Begin SOURCE PASSAGE
6. No Preemptive Rights. Except as provided in Section 5 hereof, no holder of the Series A Preferred Stock shall be entitled to rights to subscribe for, purchase or receive any part of any new or additional shares of any class, whether now or hereinafter authorized, or of bonds or debentures, or other evidences of indebtedness convertible into or exchangeable for shares of any class, but all such new or additional shares of any class, or any bond, debentures or other evidences of indebtedness convertible into or exchangeable for shares, may be issued and disposed of by the Board of Directors on such terms and for such consideration (to the extent permitted by law), and to such person or persons as the Board of Directors in their absolute discretion may deem advisable.
7. Conversion Restriction.
(a) Notwithstanding anything to the contrary set forth in Section 5 of this Certificate of Designation, at no time may a holder of shares of Series A Preferred Stock convert shares of the Series A Preferred Stock if the number of shares of Common Stock to be issued pursuant to such conversion would exceed, when aggregated with all other shares of Common Stock owned by such holder at such time, the number of shares of Common Stock which would result in such holder owning more than 4.99% of all of the Common Stock outstanding at such time; provided, however, that upon a holder of Series A Preferred Stock providing the Company with sixty-one (61) days notice (pursuant to Section 5(i) hereof) (the “Waiver Notice”) that such holder would like to waive Section 7(a) of this Certificate of Designation with regard to any or all shares of Common Stock issuable upon conversion of Series A Preferred Stock, this Section 7(a) shall be of no force or effect with regard to those shares of Series A Preferred Stock referenced in the Waiver Notice.
(b) Notwithstanding anything to the contrary set forth in Section 5 of this Certificate of Designation, at no time may a holder of shares of Series A Preferred Stock convert shares of the Series A Preferred Stock if the number of shares of Common Stock to be issued pursuant to such conversion would exceed, when aggregated with all other shares of Common Stock owned by such holder at such time, the number of shares of Common Stock which would result in such holder beneficially owning (as determined in accordance with Section 13(d) of the Securities Exchange Act of 1934, as amended, and the rules thereunder) in excess of 9.99% of all of the Common Stock outstanding at such time; provided, however, that upon a holder of Series A Preferred Stock providing the Company with sixty-one (61) days notice (pursuant to Section 5(i) hereof) (the “Waiver Notice”) that such holder would like to waive Section 7 of this Certificate of Designation with regard to any or all shares of Common Stock issuable upon conversion of Series A Preferred Stock, this Section 7 shall be of no force or effect with regard to those shares of Series A Preferred Stock referenced in the Waiver Notice.
End SOURCE PASSAGE
Begin GIVEN MATERIAL
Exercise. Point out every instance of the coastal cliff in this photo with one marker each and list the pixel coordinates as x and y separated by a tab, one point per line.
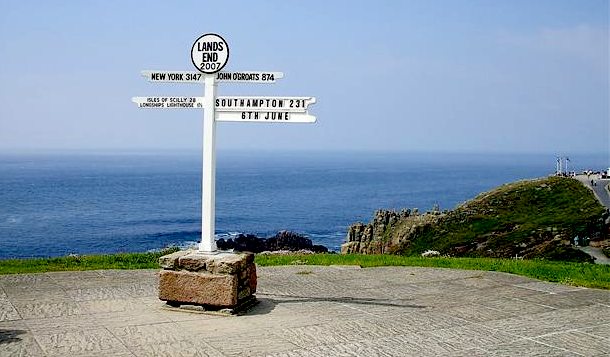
End GIVEN MATERIAL
> _BRIEF A_:
In the Series A Preferred Stock passage, what circumstance under Section 7(a) prevents a holder from converting shares? Answer in one to three sentences.
> _BRIEF B_:
Duplicate everything in the Series A Preferred Stock passage from "6. No Preemptive" down to "7. Conversion Restriction.".
> _BRIEF C_:
According to the Series A Preferred Stock passage, how many days of notice must a holder give the Company in a Waiver Notice?

> _WRITTEN RESPONSE A_:
Under Section 7(a), a holder may not convert if the Common Stock issued in that conversion, added to all other Common Stock the holder owns at the time, would give the holder more than 4.99% of all outstanding Common Stock. The restriction stops applying to the shares named in a Waiver Notice once the holder gives the Company sixty-one days' notice.

> _WRITTEN RESPONSE B_:
6. No Preemptive Rights. Except as provided in Section 5 hereof, no holder of the Series A Preferred Stock shall be entitled to rights to subscribe for, purchase or receive any part of any new or additional shares of any class, whether now or hereinafter authorized, or of bonds or debentures, or other evidences of indebtedness convertible into or exchangeable for shares of any class, but all such new or additional shares of any class, or any bond, debentures or other evidences of indebtedness convertible into or exchangeable for shares, may be issued and disposed of by the Board of Directors on such terms and for such consideration (to the extent permitted by law), and to such person or persons as the Board of Directors in their absolute discretion may deem advisable.
7. Conversion Restriction.

> _WRITTEN RESPONSE C_:
Sixty-one (61) days.